__Given exercise__
Make an exact copy of the listing below.

---

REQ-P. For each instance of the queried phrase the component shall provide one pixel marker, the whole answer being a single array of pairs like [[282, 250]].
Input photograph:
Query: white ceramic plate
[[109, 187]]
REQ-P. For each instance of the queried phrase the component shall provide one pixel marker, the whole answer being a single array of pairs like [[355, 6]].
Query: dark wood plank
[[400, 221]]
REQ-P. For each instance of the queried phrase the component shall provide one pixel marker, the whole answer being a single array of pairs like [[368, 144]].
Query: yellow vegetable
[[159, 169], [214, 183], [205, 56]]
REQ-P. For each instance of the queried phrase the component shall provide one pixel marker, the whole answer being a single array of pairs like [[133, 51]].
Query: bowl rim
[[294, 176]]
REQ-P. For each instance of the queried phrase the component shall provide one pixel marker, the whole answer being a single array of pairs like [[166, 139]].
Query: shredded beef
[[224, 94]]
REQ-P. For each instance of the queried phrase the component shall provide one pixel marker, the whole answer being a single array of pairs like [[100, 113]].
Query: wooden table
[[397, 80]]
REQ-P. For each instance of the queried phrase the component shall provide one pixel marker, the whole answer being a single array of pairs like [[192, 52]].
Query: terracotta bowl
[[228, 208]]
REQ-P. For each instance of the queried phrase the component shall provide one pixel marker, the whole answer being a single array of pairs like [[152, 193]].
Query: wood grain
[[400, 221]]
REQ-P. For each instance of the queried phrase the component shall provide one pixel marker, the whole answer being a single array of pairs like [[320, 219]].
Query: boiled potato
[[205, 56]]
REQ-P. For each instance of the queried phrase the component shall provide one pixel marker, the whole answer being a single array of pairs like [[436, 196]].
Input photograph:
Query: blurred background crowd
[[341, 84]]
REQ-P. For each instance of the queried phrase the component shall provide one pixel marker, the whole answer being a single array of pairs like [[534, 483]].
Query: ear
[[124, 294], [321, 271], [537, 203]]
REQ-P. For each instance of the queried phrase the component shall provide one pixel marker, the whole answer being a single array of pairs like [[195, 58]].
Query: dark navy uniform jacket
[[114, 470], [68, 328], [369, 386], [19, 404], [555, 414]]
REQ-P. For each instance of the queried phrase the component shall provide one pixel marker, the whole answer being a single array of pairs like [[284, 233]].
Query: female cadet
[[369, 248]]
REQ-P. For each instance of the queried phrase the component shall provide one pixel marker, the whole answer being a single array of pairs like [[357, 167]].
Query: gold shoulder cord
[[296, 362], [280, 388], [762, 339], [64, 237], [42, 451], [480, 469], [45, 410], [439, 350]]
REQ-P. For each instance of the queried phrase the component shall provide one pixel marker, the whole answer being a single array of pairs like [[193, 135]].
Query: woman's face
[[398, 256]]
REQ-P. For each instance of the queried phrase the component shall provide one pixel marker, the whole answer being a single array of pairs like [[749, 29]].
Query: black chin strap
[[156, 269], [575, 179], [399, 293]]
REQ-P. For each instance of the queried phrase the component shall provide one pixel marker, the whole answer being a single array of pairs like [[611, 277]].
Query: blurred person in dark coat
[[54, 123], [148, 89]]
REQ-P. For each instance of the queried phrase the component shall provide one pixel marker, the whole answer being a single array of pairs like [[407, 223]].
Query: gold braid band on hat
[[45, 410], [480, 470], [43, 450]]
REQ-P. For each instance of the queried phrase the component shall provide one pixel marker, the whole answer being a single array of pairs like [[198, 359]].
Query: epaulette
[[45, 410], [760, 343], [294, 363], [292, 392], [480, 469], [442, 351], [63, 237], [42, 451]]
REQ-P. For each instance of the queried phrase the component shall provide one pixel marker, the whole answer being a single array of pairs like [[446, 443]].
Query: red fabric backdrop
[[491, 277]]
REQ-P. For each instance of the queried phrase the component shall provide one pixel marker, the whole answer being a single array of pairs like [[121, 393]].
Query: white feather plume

---

__Response__
REQ-P. For each instance of the queried phrase the component shall provide one pixel marker, the whole answer being a single array of pairs like [[282, 250]].
Input photograph:
Query: white ceramic plate
[[109, 187]]
REQ-P. For each instance of the queried phrase the component shall provide one pixel marker, the whole answer being a single array of pairs like [[355, 6]].
Query: dark wood plank
[[400, 221]]
REQ-P. For each instance of the queried phrase the component shall provide one pixel marker, the whole answer being a single array of pairs like [[368, 144]].
Query: yellow vegetable
[[159, 169], [214, 183], [205, 56]]
REQ-P. For each instance of the queried phrase the component shall provide one pixel marker, the whole answer being a single array of pairs like [[133, 51]].
Query: bowl rim
[[294, 176]]
REQ-P. For each instance of the queried phrase the component shall provide one pixel marker, the whole answer being a single array of pairs like [[166, 139]].
Query: shredded beef
[[224, 94]]
REQ-P. For each instance of the queried phrase the component shall provide one pixel marker, the whole answer being a single array of pairs like [[100, 113]].
Query: wooden table
[[397, 80]]
REQ-P. For each instance of the queried phrase the component shall provide one pixel marker, the whole answer being a single array of pairs like [[192, 52]].
Query: terracotta bowl
[[228, 208]]
REQ-P. For each instance of the queried phrase the component shall provide one pixel marker, the whole answer being a single array of pairs like [[152, 193]].
Query: wood grain
[[400, 221]]
REQ-P. For each instance of the queried phrase the component shall provide one pixel marker, the whole answer being a single array of pairs like [[320, 219]].
Query: boiled potato
[[205, 56]]
REQ-P. For each instance of the queried phrase the component shall provide one pixel marker, the whole answer being a single array of pairs like [[436, 196]].
Input photograph:
Query: blurred background crowd
[[341, 84]]
REQ-P. For each instance of the queried phrase the component shall provide one pixel marker, the whole answer being a single array of pairs like [[534, 483]].
Query: ear
[[124, 294], [321, 271], [537, 203]]
REQ-P. For each instance of the queried phrase the component shall provide one pixel marker, the whole answer being a single array of pairs like [[195, 58]].
Query: dark navy uniform jacket
[[114, 470], [68, 328], [369, 386], [19, 404], [555, 414]]
REQ-P. For each instance of the queried phrase the component shall provide one pixel marker, the whole answer being a single array of pairs like [[284, 233]].
Query: female cadet
[[369, 248]]
REQ-P. For each instance of the queried phrase the component shall provide one pixel marker, the whole answer being a single array of pairs like [[357, 167]].
Query: gold shoulder cord
[[296, 362], [280, 388], [762, 339], [64, 237], [42, 451], [480, 469], [45, 410], [439, 350]]
REQ-P. For each instance of the queried phrase the component shall provide one pixel marker, the whole answer being a single array of pairs like [[193, 135]].
Query: woman's face
[[398, 256]]
REQ-P. For each instance of the queried phrase the component shall provide one pixel marker, the whole answer being a single array of pairs like [[749, 29]].
Query: black chin strap
[[156, 269], [575, 179], [399, 293]]
REQ-P. For each instance of the queried phrase the component shall provide one pixel marker, the whole answer being a single array of pairs like [[611, 277]].
Query: blurred person in dark coat
[[54, 123], [148, 89]]
REQ-P. For each instance of the queried phrase the component shall provide one pixel marker, the whole answer being a single array of pairs like [[407, 223]].
Query: gold braid band on hat
[[45, 410], [480, 470], [43, 450]]
REQ-P. For each instance of the queried phrase the component shall provide one pixel marker, the whole answer being a single array of pairs like [[198, 359]].
Query: epaulette
[[45, 410], [760, 343], [294, 363], [292, 392], [480, 469], [442, 351], [63, 237], [42, 451]]
REQ-P. For each instance of the queried phrase the component shall provide one pixel marker, the whole answer being a single array of pairs like [[446, 443]].
Query: red fabric backdrop
[[491, 277]]
REQ-P. For each instance of the queried phrase the component shall provide one pixel marker, the whole answer being a single array of pairs like [[121, 393]].
Query: white feather plume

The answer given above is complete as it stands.